Referring expression data
+++

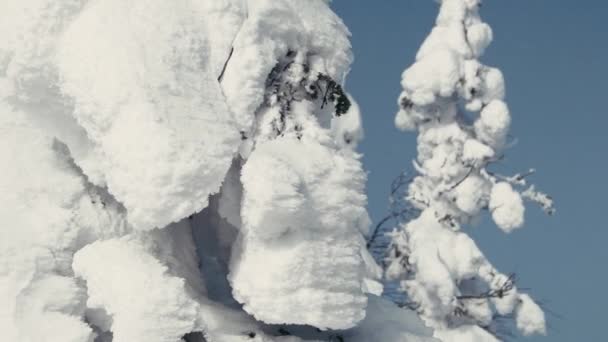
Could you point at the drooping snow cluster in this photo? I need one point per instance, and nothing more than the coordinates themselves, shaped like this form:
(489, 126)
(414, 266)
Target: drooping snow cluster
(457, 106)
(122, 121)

+++

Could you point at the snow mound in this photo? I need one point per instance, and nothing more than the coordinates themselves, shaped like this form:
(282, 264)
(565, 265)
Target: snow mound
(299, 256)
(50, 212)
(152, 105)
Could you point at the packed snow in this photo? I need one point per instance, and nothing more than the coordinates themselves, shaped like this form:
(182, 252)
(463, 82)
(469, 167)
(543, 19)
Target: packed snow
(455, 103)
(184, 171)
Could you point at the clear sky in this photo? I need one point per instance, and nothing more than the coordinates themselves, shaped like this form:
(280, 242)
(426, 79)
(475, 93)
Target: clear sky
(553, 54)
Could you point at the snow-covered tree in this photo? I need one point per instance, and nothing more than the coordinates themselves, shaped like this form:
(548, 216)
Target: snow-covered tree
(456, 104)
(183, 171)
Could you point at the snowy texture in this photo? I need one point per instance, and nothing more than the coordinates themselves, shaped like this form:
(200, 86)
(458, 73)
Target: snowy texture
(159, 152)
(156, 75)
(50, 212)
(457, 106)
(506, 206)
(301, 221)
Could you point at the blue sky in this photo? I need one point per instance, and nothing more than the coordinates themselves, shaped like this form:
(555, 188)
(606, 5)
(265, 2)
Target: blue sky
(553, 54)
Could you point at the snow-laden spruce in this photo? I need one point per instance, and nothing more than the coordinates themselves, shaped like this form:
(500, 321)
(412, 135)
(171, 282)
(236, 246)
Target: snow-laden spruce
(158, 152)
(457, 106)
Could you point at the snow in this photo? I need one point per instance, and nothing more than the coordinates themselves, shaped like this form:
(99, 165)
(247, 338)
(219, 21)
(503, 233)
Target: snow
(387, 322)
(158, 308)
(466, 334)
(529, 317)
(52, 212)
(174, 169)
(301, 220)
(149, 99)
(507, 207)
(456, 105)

+++

=== WHAT YOU WILL DO ===
Where a line in the records above includes the string "Could", show it.

=== RESPONSE TO THE EXERCISE ===
Could you point at the drooping snow cluster in this photo? I need one point per instance, and nothing more than the coordinates themselves, shaped like this form:
Could you point at the snow mound in this photo? I need one point per instance, and nothing more than the coordinates themselves, shaped like this form:
Could you point at the packed snow in this photo? I need one point per instance, and nothing more than the coordinates themselves, shaped like this form:
Could you point at the clear sky in this photo? I need one point per instance, and nothing more than the coordinates themselves, shaped like this form:
Could you point at the snow-covered tree in this photo? I need one point per instance, and nothing more than the coordinates themselves, shaped like this form:
Could you point at the snowy texture in this photo? I need one point per instance, and nothing more than the coordinates themselves, shaped like this form:
Could you point at the blue sky in this photo? I need one point per instance, and nothing more than the coordinates themselves, shaped like this form:
Could you point at the snow-laden spruce in this photo? I need one point per instance, and nothing more than the coordinates themselves, shaped like this form:
Could you point at the snow in this photo? I need one point per instance, and nothing more than the coordinates themselves, shaped like this form:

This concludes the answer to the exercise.